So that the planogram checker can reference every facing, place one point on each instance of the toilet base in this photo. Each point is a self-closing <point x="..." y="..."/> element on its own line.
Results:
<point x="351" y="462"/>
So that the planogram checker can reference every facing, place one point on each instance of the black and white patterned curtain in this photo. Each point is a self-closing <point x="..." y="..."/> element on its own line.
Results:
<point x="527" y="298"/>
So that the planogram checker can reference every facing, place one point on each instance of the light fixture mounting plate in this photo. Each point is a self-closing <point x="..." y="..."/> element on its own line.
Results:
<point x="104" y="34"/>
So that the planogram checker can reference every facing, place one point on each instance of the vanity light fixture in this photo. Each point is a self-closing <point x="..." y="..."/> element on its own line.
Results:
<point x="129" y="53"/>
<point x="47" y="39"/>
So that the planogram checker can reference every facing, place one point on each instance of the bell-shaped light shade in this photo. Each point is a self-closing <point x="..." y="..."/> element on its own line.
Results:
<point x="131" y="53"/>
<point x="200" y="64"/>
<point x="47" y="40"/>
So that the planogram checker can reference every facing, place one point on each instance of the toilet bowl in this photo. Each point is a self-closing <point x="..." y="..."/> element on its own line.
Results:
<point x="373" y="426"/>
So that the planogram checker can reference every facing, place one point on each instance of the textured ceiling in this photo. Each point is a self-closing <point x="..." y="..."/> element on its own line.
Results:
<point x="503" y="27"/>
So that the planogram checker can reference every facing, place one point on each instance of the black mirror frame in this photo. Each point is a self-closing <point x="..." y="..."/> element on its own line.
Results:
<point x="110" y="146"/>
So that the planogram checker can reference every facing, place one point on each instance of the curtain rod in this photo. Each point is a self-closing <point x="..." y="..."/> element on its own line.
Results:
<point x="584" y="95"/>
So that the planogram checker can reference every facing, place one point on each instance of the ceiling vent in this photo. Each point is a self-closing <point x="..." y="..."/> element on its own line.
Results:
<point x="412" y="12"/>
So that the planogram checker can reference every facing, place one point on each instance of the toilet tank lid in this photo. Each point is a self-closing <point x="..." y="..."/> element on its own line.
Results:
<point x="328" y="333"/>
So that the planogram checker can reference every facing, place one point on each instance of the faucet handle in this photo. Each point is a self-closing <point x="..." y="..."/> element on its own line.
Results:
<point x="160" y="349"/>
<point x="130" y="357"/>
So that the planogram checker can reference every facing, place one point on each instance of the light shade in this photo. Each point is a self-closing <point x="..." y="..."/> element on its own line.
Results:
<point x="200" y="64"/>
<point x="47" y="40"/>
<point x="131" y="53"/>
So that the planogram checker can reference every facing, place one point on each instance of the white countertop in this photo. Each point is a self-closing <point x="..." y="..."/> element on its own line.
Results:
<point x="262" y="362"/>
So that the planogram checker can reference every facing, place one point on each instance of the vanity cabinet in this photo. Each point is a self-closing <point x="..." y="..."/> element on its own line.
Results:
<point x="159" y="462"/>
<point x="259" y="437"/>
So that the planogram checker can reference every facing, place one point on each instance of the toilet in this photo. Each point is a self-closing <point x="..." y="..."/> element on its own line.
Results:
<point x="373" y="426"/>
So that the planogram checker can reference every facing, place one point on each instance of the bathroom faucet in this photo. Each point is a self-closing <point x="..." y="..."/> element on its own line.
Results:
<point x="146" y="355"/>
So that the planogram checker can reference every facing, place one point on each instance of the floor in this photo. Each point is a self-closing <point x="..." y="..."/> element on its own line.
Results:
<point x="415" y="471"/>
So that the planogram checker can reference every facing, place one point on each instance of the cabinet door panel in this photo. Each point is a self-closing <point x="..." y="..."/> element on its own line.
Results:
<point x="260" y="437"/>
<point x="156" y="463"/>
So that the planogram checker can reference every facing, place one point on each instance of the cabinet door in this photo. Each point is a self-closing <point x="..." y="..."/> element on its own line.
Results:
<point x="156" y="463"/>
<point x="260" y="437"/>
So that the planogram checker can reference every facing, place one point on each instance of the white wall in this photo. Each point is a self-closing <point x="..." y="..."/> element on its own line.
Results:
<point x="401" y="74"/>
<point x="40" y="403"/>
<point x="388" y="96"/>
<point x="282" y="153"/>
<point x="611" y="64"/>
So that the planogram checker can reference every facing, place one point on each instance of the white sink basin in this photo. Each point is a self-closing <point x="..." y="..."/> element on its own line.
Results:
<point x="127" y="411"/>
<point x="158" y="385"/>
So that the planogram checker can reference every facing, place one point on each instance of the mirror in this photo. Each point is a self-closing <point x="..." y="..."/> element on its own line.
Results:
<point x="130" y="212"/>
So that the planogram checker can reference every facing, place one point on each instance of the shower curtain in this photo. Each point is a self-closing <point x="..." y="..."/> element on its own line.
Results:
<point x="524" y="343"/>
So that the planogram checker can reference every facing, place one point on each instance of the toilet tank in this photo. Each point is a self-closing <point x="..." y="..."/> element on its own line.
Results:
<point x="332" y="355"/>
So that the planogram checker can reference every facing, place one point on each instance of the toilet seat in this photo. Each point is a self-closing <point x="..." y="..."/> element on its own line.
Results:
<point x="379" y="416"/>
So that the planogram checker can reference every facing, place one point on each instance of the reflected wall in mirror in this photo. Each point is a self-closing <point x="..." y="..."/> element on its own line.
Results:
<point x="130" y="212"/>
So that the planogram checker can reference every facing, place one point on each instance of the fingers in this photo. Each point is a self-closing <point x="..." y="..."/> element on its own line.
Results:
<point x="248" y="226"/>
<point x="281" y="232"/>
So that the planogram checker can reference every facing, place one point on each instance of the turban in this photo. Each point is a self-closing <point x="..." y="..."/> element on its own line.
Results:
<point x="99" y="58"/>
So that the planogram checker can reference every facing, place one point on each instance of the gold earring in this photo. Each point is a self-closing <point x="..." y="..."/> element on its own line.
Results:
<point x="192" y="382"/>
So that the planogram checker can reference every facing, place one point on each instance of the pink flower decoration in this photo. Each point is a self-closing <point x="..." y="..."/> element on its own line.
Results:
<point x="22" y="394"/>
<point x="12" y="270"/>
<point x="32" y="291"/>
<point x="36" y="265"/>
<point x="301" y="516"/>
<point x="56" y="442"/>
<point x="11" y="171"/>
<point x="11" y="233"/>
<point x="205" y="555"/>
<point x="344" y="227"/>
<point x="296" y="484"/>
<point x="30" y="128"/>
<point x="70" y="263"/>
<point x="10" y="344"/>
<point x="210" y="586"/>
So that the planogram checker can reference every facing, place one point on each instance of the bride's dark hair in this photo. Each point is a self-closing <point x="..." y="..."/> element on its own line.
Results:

EXERCISE DIRECTIONS —
Please transcribe the material above in full, keeping every character intact.

EXERCISE RESPONSE —
So that the planogram checker can reference every facing, place one point on each instance of the toilet base in this photo. Each point is a self-closing <point x="..." y="..."/> element on its own line.
Results:
<point x="351" y="462"/>
So that the planogram checker can reference every facing, place one point on each instance of the black and white patterned curtain in this photo. Each point is a self-closing <point x="..." y="..."/> element on its own line.
Results:
<point x="527" y="298"/>
So that the planogram checker can reference every facing, place one point on each instance of the light fixture mounting plate in this photo. Each point is a self-closing <point x="..." y="..."/> element on its own line.
Results:
<point x="104" y="34"/>
So that the planogram checker can reference every facing, place one point on each instance of the vanity light fixture in this photo. Each point is a self-closing <point x="..." y="..."/> element on its own line.
Results:
<point x="129" y="53"/>
<point x="47" y="39"/>
So that the planogram checker can reference every facing, place one point on each instance of the bell-shaped light shade in this photo. Each point is a self-closing <point x="..." y="..."/> element on its own line.
Results:
<point x="131" y="53"/>
<point x="200" y="64"/>
<point x="47" y="40"/>
So that the planogram checker can reference every facing, place one point on each instance of the toilet bowl in this photo. Each point is a self-closing <point x="..." y="..."/> element on its own line.
Results:
<point x="373" y="426"/>
So that the planogram checker can reference every facing, place one point on each instance of the textured ceiling in this photo. Each point is a self-closing <point x="..." y="..."/> element on its own line.
Results:
<point x="503" y="27"/>
So that the planogram checker can reference every facing, place one point on each instance of the black mirror frame in this photo. Each point is a self-closing <point x="..." y="..."/> element on its own line.
Results:
<point x="110" y="146"/>
So that the planogram checker can reference every facing, place one point on each instance of the curtain rod in this photo. Each point is a self-closing <point x="..." y="..."/> element on its own line.
Results:
<point x="584" y="95"/>
So that the planogram checker can reference every facing, place one point on each instance of the ceiling vent in this photo. Each point is a self-closing <point x="..." y="..."/> element on its own line.
Results:
<point x="412" y="12"/>
So that the planogram checker can reference every facing, place one point on each instance of the toilet tank lid in this photo. Each point is a self-closing <point x="..." y="..."/> element on its own line.
Results:
<point x="328" y="333"/>
So that the planogram checker can reference every facing, place one point on each instance of the faucet handle in this photo. Each point is a self-closing <point x="..." y="..."/> element on its own line.
Results:
<point x="160" y="349"/>
<point x="130" y="357"/>
So that the planogram checker can reference every facing, place one point on each instance of the light shade in this photo. Each point is a self-closing <point x="..." y="..."/> element on its own line.
Results:
<point x="200" y="64"/>
<point x="47" y="40"/>
<point x="131" y="53"/>
So that the planogram checker can reference every facing, place one point on each instance of the white countertop in this photo. Each point is a self-closing <point x="..." y="..."/> element on its own line.
Results:
<point x="262" y="362"/>
So that the planogram checker can reference every facing, place one point on each instance of the vanity cabinet in this photo. Each point is a self-closing <point x="..." y="..."/> element on its own line.
Results:
<point x="159" y="462"/>
<point x="259" y="437"/>
So that the planogram checker can reference every facing, place one point on each instance of the toilet in this photo. Each point is a self-closing <point x="..." y="..."/> element on its own line.
Results:
<point x="373" y="426"/>
So that the planogram checker can reference every facing, place one point on each instance of the bathroom faucet in this photo. Each point is a self-closing <point x="..." y="..."/> element on its own line.
Results:
<point x="146" y="355"/>
So that the planogram checker can reference every facing, place one point on each instance of the floor in this photo. Each point is a self-closing <point x="..." y="..."/> element on its own line.
Results:
<point x="415" y="471"/>
So that the planogram checker can reference every facing, place one point on each instance of the cabinet door panel in this photo. Each point is a self-closing <point x="..." y="..."/> element on its own line.
Results:
<point x="260" y="437"/>
<point x="156" y="463"/>
So that the planogram checker can reference every facing, place one point on each instance of the cabinet door in this photo. Each point is a self-closing <point x="..." y="..."/> element on its own line.
Results:
<point x="156" y="463"/>
<point x="260" y="437"/>
So that the planogram checker can reference every facing, place one point on each instance of the white wall in this photo. Each point is a self-closing <point x="..." y="..."/> element on its own line.
Results:
<point x="401" y="74"/>
<point x="40" y="403"/>
<point x="388" y="96"/>
<point x="282" y="153"/>
<point x="611" y="64"/>
So that the planogram checker can reference every facing, place one point on each instance of the white sink basin in this photo. Each point is a self-closing <point x="..." y="..."/> element on its own line.
Results:
<point x="127" y="411"/>
<point x="158" y="385"/>
So that the planogram checker can reference every facing, place one point on each instance of the mirror in this photo. Each point is a self-closing <point x="..." y="..."/> element on its own line.
Results:
<point x="130" y="212"/>
So that the planogram checker can reference every facing, place one point on each instance of the shower curtain in this photo. Each point is a self-closing <point x="..." y="..."/> element on its own line.
Results:
<point x="524" y="343"/>
So that the planogram checker can reference every facing, place one point on each instance of the toilet tank in this photo. Each point is a self-closing <point x="..." y="..."/> element on its own line.
Results:
<point x="332" y="355"/>
So that the planogram checker can reference every facing, place one point on each instance of the toilet seat in this photo. Each point is a self-closing <point x="..." y="..."/> element on its own line.
Results:
<point x="379" y="416"/>
So that the planogram checker can reference every facing, place one point on each instance of the reflected wall in mirror in this photo. Each point is a self-closing <point x="..." y="..."/> element on its own line.
Results:
<point x="130" y="212"/>
So that the planogram checker can reference every facing, place one point on each instance of the fingers in this photo. Each point is a self-closing <point x="..." y="..."/> element on its own line.
Results:
<point x="248" y="226"/>
<point x="281" y="232"/>
So that the planogram checker can reference every facing, place one point on each instance of the turban in this photo. Each point is a self-closing <point x="..." y="..."/> element on its own line.
Results:
<point x="99" y="58"/>
So that the planogram checker can reference every facing, place one point on each instance of the gold earring in this photo. Each point is a self-closing <point x="..." y="..."/> element on its own line.
Results:
<point x="192" y="382"/>
So that the planogram checker can reference every facing, place one point on each instance of the pink flower decoration in this photo. Each point is a self-closing <point x="..." y="..."/> element on its own line.
Results:
<point x="22" y="394"/>
<point x="12" y="270"/>
<point x="32" y="291"/>
<point x="36" y="265"/>
<point x="301" y="516"/>
<point x="56" y="442"/>
<point x="11" y="171"/>
<point x="11" y="233"/>
<point x="205" y="555"/>
<point x="344" y="227"/>
<point x="296" y="484"/>
<point x="30" y="128"/>
<point x="70" y="263"/>
<point x="10" y="344"/>
<point x="210" y="586"/>
So that the planogram checker can reference every facing, place one point on each instance of the bride's dark hair in this photo. Each point is a self-closing <point x="..." y="..."/> element on its own line.
Results:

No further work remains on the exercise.